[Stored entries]
------
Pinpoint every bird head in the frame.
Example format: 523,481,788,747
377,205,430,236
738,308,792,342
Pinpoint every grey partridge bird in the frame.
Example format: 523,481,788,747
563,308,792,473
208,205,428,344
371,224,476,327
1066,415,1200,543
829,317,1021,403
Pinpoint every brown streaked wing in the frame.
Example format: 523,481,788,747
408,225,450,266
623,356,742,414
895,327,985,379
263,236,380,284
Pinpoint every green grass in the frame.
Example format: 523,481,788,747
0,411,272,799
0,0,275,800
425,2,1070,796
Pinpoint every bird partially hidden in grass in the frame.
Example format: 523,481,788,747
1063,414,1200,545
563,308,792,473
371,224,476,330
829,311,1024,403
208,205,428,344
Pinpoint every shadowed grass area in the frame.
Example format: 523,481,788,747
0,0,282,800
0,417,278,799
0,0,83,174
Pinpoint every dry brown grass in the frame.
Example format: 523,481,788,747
------
* _WHAT IS BEING ASKED_
Please turn the data lines, starting with the line containing "Pinpoint every dry brown grass in the frame." and going on through the end of the data, into a Markdown table with the columns Row and Data line, leaving out any blank lines.

* _WRITTEN SOLUTION_
| Row | Data line |
|---|---|
| 1 | Pinpoint every dry brown grass in the frame. |
| 2 | Example format: 523,481,788,747 |